* [Lista de tarefas]
**1)** Por favor, reproduza, do texto sobre medicação para crianças, o trecho que começa nas palavras que contêm "Em geral, são" e termina em "laboratórios e farmácias.".
**2)** Prossiga com o texto sobre hiperatividade e medicação infantil a partir do ponto em que ele para.

* [Trecho do texto]
##############################

Em geral, são justamente os psiquiatras infantis os que menos prescrevem medicação, pois defendem que psicoterapia individual ou familiar, avaliação do ambiente escolar, esporte, entre outras medidas, podem diminuir a ansiedade e aumentar a capacidade de concentração das crianças. Psicotrópico só vale em último caso - e sempre acompanhado de um processo psicoterapêutico com envolvimento dos pais.

O recurso medicamentoso é válido, inclusive para adultos. Grave é quando profissionais não treinados em saúde mental infantil e na realidade das novas gerações elaboram diagnósticos equivocados, para alegria de laboratórios e farmácias.

O papel das escolas

É na escola que as suspeitas de hiperatividade mais ocorrem. O procedimento padrão é comunicar aos pais para que procurem avaliação do aluno. E a escola? Será mesmo que uma criança de 7 anos que não permanece 50 minutos sentada em uma carteira é doente?

##############################

* [Dados de expressões referenciais]

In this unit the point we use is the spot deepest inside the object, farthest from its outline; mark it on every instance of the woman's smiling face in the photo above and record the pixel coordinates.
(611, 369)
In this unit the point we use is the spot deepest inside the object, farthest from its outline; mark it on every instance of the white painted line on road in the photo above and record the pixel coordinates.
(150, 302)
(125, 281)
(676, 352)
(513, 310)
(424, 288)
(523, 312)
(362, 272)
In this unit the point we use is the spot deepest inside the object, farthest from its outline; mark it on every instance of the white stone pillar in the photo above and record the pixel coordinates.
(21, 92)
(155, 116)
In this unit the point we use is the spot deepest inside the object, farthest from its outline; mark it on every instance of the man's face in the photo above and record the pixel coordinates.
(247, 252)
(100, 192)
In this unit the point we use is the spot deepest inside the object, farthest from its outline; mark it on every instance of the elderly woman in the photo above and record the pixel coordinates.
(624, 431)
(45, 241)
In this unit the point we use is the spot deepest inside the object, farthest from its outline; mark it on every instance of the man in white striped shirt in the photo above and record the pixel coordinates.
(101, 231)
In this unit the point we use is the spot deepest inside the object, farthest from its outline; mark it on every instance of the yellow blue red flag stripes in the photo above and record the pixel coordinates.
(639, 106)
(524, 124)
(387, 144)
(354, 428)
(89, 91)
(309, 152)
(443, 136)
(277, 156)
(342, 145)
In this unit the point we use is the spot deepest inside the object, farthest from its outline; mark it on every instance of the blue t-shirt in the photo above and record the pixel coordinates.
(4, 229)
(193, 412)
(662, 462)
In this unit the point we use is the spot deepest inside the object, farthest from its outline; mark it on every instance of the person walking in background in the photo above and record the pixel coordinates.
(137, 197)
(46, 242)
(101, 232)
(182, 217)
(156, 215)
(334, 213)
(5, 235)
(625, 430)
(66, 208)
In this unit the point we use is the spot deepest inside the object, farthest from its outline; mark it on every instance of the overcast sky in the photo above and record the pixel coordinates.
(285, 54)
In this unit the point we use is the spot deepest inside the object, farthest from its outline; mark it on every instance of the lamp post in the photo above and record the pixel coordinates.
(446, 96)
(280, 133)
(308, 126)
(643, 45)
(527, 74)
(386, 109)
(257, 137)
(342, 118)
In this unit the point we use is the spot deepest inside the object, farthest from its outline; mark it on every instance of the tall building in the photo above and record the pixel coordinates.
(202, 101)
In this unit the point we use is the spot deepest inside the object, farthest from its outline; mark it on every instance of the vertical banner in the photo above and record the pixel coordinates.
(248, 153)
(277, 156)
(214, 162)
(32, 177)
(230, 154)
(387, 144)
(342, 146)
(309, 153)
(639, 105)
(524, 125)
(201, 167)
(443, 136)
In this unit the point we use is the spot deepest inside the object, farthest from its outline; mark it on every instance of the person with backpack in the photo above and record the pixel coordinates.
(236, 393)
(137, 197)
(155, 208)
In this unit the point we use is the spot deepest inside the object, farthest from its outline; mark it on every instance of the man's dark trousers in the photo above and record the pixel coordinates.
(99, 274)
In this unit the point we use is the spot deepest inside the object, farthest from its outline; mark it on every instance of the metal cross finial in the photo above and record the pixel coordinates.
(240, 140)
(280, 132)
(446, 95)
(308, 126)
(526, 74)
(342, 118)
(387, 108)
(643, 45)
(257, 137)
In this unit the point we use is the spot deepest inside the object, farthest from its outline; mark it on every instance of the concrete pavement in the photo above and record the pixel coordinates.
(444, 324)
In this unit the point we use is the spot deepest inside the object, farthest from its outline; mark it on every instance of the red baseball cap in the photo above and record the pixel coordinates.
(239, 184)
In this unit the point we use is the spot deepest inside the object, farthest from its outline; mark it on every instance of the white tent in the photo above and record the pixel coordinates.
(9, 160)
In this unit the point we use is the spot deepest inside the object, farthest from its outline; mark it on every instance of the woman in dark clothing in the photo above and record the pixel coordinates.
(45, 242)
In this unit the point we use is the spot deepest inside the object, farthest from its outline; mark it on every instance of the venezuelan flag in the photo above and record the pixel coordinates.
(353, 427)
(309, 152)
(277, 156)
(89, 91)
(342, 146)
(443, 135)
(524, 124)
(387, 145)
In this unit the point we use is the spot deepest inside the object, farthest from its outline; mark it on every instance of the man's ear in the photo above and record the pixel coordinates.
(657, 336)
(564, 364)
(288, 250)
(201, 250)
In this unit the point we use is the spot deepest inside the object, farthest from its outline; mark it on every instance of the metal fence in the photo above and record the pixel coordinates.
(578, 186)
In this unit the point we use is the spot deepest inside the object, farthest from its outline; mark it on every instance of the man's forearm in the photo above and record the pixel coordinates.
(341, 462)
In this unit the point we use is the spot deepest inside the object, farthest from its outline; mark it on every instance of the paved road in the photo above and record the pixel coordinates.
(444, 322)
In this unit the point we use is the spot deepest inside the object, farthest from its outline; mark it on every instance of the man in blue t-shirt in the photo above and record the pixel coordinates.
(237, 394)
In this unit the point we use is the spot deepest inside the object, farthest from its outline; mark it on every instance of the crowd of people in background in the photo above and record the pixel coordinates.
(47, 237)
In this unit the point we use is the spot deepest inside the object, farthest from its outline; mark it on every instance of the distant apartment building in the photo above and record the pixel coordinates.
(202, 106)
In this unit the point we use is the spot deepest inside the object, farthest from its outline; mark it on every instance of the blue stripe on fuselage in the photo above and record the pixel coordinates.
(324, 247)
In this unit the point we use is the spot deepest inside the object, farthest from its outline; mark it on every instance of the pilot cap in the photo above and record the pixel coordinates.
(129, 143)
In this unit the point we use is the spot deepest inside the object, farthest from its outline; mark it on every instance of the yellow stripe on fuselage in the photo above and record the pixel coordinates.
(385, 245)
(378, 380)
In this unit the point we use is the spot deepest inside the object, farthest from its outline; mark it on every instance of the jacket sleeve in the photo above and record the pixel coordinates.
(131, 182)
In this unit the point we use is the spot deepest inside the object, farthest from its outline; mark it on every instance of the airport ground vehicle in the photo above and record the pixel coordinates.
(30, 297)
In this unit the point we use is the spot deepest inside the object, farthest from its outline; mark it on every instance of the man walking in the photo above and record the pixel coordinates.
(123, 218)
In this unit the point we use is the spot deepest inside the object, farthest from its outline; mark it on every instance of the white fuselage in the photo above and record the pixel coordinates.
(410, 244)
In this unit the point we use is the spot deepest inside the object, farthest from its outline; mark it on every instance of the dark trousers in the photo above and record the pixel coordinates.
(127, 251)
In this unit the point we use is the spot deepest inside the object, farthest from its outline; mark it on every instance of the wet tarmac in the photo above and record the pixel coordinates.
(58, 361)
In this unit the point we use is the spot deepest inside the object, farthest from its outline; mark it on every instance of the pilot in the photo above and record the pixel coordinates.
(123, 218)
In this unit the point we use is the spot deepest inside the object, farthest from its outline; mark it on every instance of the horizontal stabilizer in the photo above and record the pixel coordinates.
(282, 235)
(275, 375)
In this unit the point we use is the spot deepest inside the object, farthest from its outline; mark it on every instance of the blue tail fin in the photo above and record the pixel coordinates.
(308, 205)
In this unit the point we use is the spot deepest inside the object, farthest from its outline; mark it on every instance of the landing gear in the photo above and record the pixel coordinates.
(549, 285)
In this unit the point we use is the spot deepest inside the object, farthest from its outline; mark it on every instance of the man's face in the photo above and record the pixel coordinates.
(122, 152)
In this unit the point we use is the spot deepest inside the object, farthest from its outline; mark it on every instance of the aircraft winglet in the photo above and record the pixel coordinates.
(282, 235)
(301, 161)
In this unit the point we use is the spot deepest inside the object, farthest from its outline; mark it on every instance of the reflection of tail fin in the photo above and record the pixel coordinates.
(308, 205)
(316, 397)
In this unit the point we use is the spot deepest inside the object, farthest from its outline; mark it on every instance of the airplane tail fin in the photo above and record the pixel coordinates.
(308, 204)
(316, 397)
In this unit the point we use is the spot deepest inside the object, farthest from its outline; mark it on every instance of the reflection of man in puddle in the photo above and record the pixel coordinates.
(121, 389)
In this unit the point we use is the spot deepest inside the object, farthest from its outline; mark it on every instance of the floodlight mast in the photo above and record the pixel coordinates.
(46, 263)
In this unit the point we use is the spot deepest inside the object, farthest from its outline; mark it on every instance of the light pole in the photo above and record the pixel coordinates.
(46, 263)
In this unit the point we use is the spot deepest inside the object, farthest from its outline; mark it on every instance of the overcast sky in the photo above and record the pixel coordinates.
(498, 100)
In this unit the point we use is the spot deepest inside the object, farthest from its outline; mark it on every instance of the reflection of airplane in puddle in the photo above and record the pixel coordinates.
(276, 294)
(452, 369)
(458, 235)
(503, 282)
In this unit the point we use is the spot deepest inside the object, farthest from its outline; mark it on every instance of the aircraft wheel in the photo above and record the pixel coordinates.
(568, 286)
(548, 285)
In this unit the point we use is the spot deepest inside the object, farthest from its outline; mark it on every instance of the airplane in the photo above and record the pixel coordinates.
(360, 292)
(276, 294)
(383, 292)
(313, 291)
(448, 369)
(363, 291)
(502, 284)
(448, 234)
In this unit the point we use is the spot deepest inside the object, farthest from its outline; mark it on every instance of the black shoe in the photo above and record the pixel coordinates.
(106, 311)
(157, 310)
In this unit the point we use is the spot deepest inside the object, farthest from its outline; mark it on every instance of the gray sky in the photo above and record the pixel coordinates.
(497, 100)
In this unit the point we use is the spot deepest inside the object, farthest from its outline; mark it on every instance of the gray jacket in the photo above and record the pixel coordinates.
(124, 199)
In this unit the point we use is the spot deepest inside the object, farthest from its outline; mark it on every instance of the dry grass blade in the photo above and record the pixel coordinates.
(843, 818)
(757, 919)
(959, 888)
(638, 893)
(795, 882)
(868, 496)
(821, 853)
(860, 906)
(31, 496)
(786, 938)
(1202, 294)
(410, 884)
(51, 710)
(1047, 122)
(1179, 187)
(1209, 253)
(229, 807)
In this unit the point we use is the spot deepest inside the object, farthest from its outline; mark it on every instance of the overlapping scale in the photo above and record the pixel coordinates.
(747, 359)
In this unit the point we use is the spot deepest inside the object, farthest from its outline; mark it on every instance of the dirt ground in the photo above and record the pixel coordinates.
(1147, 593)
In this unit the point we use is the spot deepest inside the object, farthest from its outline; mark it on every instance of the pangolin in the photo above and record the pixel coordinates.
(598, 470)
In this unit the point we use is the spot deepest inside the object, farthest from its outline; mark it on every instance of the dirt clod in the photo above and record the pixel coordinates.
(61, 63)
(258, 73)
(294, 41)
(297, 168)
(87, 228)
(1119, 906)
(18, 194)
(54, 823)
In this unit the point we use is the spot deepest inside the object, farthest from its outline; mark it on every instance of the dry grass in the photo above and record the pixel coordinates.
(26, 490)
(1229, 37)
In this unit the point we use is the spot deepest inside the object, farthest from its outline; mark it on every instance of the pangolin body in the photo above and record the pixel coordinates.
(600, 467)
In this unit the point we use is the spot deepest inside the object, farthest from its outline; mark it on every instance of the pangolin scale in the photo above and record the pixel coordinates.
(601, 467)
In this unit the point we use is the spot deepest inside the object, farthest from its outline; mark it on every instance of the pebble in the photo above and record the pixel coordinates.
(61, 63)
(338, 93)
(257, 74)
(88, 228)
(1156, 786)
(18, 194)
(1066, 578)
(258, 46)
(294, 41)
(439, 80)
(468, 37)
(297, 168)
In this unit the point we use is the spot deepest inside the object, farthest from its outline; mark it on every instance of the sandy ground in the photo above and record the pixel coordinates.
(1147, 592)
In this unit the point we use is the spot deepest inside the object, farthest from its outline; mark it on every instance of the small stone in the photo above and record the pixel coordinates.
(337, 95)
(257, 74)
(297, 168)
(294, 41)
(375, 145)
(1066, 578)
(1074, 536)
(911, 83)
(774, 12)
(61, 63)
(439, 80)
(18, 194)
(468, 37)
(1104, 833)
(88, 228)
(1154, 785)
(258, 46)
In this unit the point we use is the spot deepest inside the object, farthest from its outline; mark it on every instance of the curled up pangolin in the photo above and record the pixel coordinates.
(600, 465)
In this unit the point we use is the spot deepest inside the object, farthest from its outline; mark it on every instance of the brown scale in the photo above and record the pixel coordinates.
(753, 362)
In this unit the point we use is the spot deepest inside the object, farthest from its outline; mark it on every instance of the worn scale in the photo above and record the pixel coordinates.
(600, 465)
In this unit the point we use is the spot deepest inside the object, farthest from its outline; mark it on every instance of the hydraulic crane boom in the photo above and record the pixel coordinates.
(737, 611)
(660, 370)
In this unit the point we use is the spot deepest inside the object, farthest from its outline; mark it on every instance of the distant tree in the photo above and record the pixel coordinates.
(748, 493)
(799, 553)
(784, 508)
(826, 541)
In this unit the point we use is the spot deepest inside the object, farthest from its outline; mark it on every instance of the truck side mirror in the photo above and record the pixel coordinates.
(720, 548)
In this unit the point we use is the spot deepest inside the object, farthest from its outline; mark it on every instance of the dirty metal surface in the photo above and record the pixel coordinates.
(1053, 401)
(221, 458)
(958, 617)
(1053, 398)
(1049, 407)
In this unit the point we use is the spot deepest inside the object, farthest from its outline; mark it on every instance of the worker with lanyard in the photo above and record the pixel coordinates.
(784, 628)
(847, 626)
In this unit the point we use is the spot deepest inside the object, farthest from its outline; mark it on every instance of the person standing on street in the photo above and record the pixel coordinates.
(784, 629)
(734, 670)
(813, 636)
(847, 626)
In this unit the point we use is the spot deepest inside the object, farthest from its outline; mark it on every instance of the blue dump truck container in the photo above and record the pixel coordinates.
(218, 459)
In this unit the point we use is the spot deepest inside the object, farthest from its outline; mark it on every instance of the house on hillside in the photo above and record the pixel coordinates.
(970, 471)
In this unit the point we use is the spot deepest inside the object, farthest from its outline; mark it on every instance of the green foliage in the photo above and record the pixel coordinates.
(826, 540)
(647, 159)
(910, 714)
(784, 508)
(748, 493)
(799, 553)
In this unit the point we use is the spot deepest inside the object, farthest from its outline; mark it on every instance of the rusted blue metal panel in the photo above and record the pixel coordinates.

##############################

* [Respostas por tarefa]
**1)**
Em geral, são justamente os psiquiatras infantis os que menos prescrevem medicação, pois defendem que psicoterapia individual ou familiar, avaliação do ambiente escolar, esporte, entre outras medidas, podem diminuir a ansiedade e aumentar a capacidade de concentração das crianças. Psicotrópico só vale em último caso - e sempre acompanhado de um processo psicoterapêutico com envolvimento dos pais.

O recurso medicamentoso é válido, inclusive para adultos. Grave é quando profissionais não treinados em saúde mental infantil e na realidade das novas gerações elaboram diagnósticos equivocados, para alegria de laboratórios e farmácias.

**2)**
Parece que estamos diante de uma contradição educacional. De um lado incluem-se crianças especiais com comprometimento cognitivo sério, como as que sofrem de autismo ou síndrome de Down, nas salas de aula comuns. Na outra ponta, aqueles que não se comportam como a maioria “normal” são enviados ao médico ou psicólogo para classificação.

Formam-se dois grupos: os normais e os especiais - que tomam remédio. Daí para criar um estigma em torno deste segundo grupo é um passo. Há o risco desta criança transformar-se perante aos colegas no “hiperativo” ou receber outros apelidos dados a quem se trata de doenças mentais. O erro de diagnóstico pode afastar o aluno do convívio normal com seus pares.

A reflexão que surge é: que perfil de aluno as escolas querem? Há alguma estratégia das escolas para preservar a criança do estigma, da separação do grupo dos “normais”? E se a causa do comportamento indesejado estiver justamente no ambiente escolar?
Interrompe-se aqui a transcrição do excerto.